Material supplied
*****

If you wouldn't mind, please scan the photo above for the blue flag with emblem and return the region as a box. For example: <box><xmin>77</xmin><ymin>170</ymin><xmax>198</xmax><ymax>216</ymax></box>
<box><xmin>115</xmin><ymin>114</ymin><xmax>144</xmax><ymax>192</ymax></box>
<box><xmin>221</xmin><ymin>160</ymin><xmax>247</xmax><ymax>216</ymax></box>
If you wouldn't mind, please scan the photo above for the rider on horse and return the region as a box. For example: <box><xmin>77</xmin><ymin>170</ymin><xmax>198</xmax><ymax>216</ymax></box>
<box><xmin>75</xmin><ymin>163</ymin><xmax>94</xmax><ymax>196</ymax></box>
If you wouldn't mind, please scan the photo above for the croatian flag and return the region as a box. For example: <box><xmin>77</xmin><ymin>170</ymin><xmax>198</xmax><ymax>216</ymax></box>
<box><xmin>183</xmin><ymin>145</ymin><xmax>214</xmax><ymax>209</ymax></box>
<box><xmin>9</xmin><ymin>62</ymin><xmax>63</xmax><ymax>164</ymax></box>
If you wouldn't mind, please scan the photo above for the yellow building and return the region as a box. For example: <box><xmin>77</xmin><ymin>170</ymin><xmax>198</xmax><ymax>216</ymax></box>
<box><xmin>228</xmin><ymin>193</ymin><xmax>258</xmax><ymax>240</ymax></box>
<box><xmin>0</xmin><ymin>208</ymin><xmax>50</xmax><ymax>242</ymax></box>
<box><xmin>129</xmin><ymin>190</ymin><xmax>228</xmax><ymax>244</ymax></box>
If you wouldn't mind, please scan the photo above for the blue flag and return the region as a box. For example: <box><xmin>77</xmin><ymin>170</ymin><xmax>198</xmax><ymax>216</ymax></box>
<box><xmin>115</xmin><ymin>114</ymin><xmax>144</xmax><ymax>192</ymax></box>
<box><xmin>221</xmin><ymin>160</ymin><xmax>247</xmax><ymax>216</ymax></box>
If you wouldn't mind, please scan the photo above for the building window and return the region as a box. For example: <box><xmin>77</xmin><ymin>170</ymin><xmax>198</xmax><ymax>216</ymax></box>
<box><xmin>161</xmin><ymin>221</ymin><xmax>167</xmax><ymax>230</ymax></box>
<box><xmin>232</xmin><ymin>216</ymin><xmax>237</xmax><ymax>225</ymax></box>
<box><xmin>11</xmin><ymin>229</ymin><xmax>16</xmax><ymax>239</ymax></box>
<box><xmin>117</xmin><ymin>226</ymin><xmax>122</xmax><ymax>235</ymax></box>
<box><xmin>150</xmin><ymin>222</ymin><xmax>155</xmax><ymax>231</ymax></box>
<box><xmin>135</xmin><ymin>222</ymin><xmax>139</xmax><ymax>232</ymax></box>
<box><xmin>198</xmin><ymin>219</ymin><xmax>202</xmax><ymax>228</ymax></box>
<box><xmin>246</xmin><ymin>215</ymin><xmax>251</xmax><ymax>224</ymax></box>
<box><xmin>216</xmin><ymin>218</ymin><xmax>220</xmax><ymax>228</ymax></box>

*****

Task brief
Convert every line of the items above into a JSON list of strings, with one string per line and blank lines omitted.

Exercise result
[
  "If you wouldn't mind, please scan the photo above for the blue flag with emblem and return the region as a box. For example: <box><xmin>77</xmin><ymin>170</ymin><xmax>198</xmax><ymax>216</ymax></box>",
  "<box><xmin>115</xmin><ymin>114</ymin><xmax>144</xmax><ymax>192</ymax></box>",
  "<box><xmin>221</xmin><ymin>160</ymin><xmax>247</xmax><ymax>216</ymax></box>",
  "If you wouldn't mind, please scan the photo above for the rider on horse and return the region as a box. For example: <box><xmin>77</xmin><ymin>170</ymin><xmax>198</xmax><ymax>216</ymax></box>",
  "<box><xmin>75</xmin><ymin>163</ymin><xmax>94</xmax><ymax>196</ymax></box>",
  "If you wouldn't mind, please scan the photo above for the croatian flag and return the region as a box. For example: <box><xmin>77</xmin><ymin>170</ymin><xmax>198</xmax><ymax>216</ymax></box>",
  "<box><xmin>183</xmin><ymin>145</ymin><xmax>214</xmax><ymax>209</ymax></box>",
  "<box><xmin>9</xmin><ymin>62</ymin><xmax>63</xmax><ymax>164</ymax></box>",
  "If you wouldn't mind, please scan the photo above for the yellow building and return the region as a box. For example: <box><xmin>77</xmin><ymin>170</ymin><xmax>198</xmax><ymax>216</ymax></box>",
  "<box><xmin>228</xmin><ymin>193</ymin><xmax>258</xmax><ymax>240</ymax></box>",
  "<box><xmin>0</xmin><ymin>208</ymin><xmax>50</xmax><ymax>242</ymax></box>",
  "<box><xmin>129</xmin><ymin>190</ymin><xmax>228</xmax><ymax>244</ymax></box>",
  "If you wouldn't mind, please scan the photo above for the blue flag and return the region as a box. For example: <box><xmin>77</xmin><ymin>170</ymin><xmax>198</xmax><ymax>216</ymax></box>",
  "<box><xmin>115</xmin><ymin>114</ymin><xmax>144</xmax><ymax>192</ymax></box>",
  "<box><xmin>221</xmin><ymin>160</ymin><xmax>247</xmax><ymax>216</ymax></box>",
  "If you wouldn't mind, please scan the photo above for the building window and return the region as a box. For example: <box><xmin>77</xmin><ymin>170</ymin><xmax>198</xmax><ymax>216</ymax></box>",
  "<box><xmin>161</xmin><ymin>221</ymin><xmax>167</xmax><ymax>230</ymax></box>",
  "<box><xmin>232</xmin><ymin>216</ymin><xmax>237</xmax><ymax>225</ymax></box>",
  "<box><xmin>11</xmin><ymin>229</ymin><xmax>16</xmax><ymax>239</ymax></box>",
  "<box><xmin>117</xmin><ymin>226</ymin><xmax>122</xmax><ymax>235</ymax></box>",
  "<box><xmin>150</xmin><ymin>222</ymin><xmax>155</xmax><ymax>231</ymax></box>",
  "<box><xmin>135</xmin><ymin>222</ymin><xmax>139</xmax><ymax>232</ymax></box>",
  "<box><xmin>198</xmin><ymin>219</ymin><xmax>202</xmax><ymax>228</ymax></box>",
  "<box><xmin>246</xmin><ymin>215</ymin><xmax>251</xmax><ymax>224</ymax></box>",
  "<box><xmin>216</xmin><ymin>218</ymin><xmax>220</xmax><ymax>228</ymax></box>"
]